• WORK TO COMPLETE: Please reproduce every item below word for word, omitting the pictures.

====

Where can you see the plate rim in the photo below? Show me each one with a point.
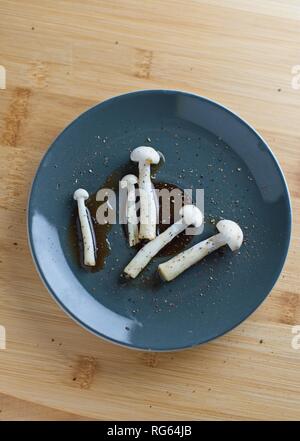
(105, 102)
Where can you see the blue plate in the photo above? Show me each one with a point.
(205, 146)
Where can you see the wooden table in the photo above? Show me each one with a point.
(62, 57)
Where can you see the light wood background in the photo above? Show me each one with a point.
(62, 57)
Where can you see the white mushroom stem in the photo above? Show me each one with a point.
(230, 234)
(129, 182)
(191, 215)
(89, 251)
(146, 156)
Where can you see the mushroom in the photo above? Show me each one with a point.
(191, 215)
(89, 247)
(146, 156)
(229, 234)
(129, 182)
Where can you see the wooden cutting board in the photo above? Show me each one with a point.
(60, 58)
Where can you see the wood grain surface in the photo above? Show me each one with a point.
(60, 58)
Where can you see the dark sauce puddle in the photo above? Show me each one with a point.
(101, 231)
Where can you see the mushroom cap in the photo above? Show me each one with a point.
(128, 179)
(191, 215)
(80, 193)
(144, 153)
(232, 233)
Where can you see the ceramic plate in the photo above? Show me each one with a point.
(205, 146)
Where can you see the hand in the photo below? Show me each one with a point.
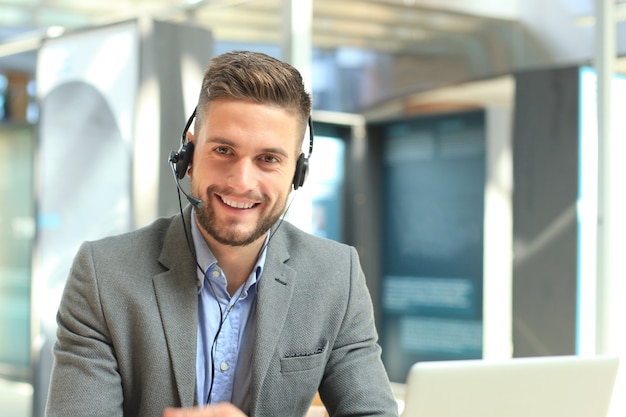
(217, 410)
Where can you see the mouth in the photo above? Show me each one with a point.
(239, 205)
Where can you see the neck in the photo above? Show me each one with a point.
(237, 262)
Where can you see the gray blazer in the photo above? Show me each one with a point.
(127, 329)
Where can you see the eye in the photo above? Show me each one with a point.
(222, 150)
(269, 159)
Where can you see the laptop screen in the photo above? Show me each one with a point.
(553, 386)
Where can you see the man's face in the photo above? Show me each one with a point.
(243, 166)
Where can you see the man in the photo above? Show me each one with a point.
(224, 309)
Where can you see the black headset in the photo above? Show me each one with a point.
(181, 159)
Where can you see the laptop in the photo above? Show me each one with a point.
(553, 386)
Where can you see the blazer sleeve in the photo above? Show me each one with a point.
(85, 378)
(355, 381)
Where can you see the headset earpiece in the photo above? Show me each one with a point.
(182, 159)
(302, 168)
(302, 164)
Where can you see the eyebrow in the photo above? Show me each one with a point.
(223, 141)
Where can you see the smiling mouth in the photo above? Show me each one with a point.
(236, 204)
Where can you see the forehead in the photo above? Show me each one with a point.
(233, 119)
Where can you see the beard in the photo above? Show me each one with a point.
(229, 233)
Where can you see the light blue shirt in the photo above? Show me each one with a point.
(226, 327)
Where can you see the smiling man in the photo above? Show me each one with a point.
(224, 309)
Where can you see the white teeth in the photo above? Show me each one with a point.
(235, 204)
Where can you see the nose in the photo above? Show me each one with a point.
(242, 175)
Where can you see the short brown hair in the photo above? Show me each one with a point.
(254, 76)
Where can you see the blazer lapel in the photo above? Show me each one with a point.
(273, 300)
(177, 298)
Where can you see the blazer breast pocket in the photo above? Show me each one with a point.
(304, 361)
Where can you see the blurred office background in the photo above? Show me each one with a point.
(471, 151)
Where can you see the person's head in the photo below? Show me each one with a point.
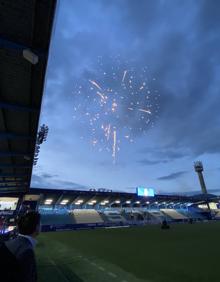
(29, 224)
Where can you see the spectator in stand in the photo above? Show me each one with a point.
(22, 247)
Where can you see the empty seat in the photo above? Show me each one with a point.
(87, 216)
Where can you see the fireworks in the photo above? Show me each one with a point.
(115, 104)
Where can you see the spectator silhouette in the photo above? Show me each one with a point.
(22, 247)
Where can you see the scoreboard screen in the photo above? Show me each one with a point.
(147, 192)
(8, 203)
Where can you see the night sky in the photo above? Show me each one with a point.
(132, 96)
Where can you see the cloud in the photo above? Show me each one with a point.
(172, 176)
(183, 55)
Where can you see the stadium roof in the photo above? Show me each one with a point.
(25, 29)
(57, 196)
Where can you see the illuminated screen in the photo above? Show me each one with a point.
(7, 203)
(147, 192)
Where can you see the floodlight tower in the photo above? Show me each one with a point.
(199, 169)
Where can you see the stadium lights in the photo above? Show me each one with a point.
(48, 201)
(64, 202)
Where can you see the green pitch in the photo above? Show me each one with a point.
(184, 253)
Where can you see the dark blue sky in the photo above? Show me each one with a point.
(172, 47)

====

• TASK OUTPUT:
Where can you see the plate rim in the photo below? Show me each one with a point.
(105, 102)
Where can you see the blue plate in the photo above? Show me each one with a point.
(205, 146)
Where can you see the wooden table in the photo above? Show me each one with a point.
(62, 57)
Where can you see the light wood background in the photo above? Show me each one with a point.
(62, 57)
Where can you see the white mushroom stem in the photo above? Show me each one with a point.
(230, 234)
(129, 182)
(191, 215)
(89, 251)
(146, 156)
Where can you see the mushroom in the photo above? Show me each one with a point.
(191, 215)
(89, 247)
(146, 156)
(229, 234)
(129, 182)
Where can you see the wooden cutting board in the photo above? Show me each one with a point.
(60, 58)
Where can you see the wood grain surface in the photo above? Show me each one with a point.
(60, 58)
Where can you see the dark sauce puddle in the photo above? Show me each one with a point.
(101, 231)
Where can you see the mushroom cap in the photo above? Show me each one with a point.
(128, 179)
(191, 215)
(80, 193)
(144, 153)
(232, 233)
Where can you see the ceramic plate in the photo above? Show me each one with a point.
(205, 146)
Where can you see the hand in the photo below? Show me each one with a point.
(217, 410)
Where can you see the mouth in the photo above? Show me each one with a point.
(239, 205)
Where can you see the neck in the photo above? Show me each one with a point.
(237, 262)
Where can you see the gray blazer in the photo above? Show me each one with a point.
(127, 329)
Where can you see the eye in the photo above? Show me each one with a point.
(222, 150)
(269, 159)
Where can you see the laptop screen in the photo above? Show me each one with a point.
(553, 386)
Where can you see the man's face in the photo above? Show me each one with a point.
(243, 166)
Where can you see the man in the photo above? Show me each one with a point.
(224, 309)
Where can you see the black headset in the photo above? Show me each one with a point.
(181, 159)
Where can you see the laptop in the photo above? Show me each one with a point.
(553, 386)
Where can you see the blazer sleeve in the photo above? Show me each one with a point.
(85, 378)
(355, 381)
Where can you see the headset earpiece in the photo above? Show me each one with a point.
(182, 159)
(302, 168)
(302, 164)
Where can you see the eyebrow in the photo above? Show me each one with a point.
(223, 141)
Where can you see the smiling mouth in the photo above? Show me each one with a point.
(236, 204)
Where can you see the forehead in the photo above? Show me each one with a point.
(233, 119)
Where can you see the beard in the photo above? Show me each one with a point.
(229, 233)
Where can you see the light blue shirt in the photo above? Show me each one with a point.
(226, 327)
Where can you see the smiling man in the photo above? Show me each one with a point.
(224, 309)
Where can you see the white teeth in the photo above? Show me each one with a point.
(235, 204)
Where can you see the nose in the photo above? Show me each one with a point.
(242, 175)
Where can you see the short brown hair in the photo above? Show me each one with a point.
(254, 76)
Where can you see the blazer lapel in the photo above? Show me each one with a point.
(273, 300)
(177, 298)
Where can you see the blazer breast pocket in the photo above? Show me each one with a point.
(304, 361)
Where can you see the blurred office background in the photo above? Show me each one with a point.
(471, 151)
Where can you see the person's head in the photo below? Show me each one with a point.
(29, 224)
Where can you see the spectator in stand in the photo above? Show me each one with a point.
(22, 247)
Where can you see the empty seat in the photo above? Show me each one with a point.
(87, 216)
Where can you see the fireworks in the photo above? Show me each one with a point.
(115, 104)
Where can you see the spectator silhouette in the photo above? Show me each one with a point.
(22, 247)
Where can you see the scoreboard screen in the photo above? Show me each one with a point.
(147, 192)
(8, 203)
Where can you see the night sky in the photo above? Show me each one with a point.
(132, 96)
Where can you see the cloud in the photo above? Show me each one with a point.
(172, 176)
(183, 55)
Where can you see the stadium roof in the photo above? Show me each one with a point.
(25, 29)
(57, 196)
Where can you see the illuminated screen in the photo above? Show me each one with a point.
(7, 203)
(147, 192)
Where can you see the floodlight tower in the photo above? Show me each one with a point.
(199, 169)
Where can you see the stadium lights in the photo above? Show me each one with a point.
(48, 201)
(64, 202)
Where can you see the green pitch in the photo above? Show me each one with a point.
(184, 253)
Where can you see the dark blue sky in the photo above? Show me each one with a point.
(172, 47)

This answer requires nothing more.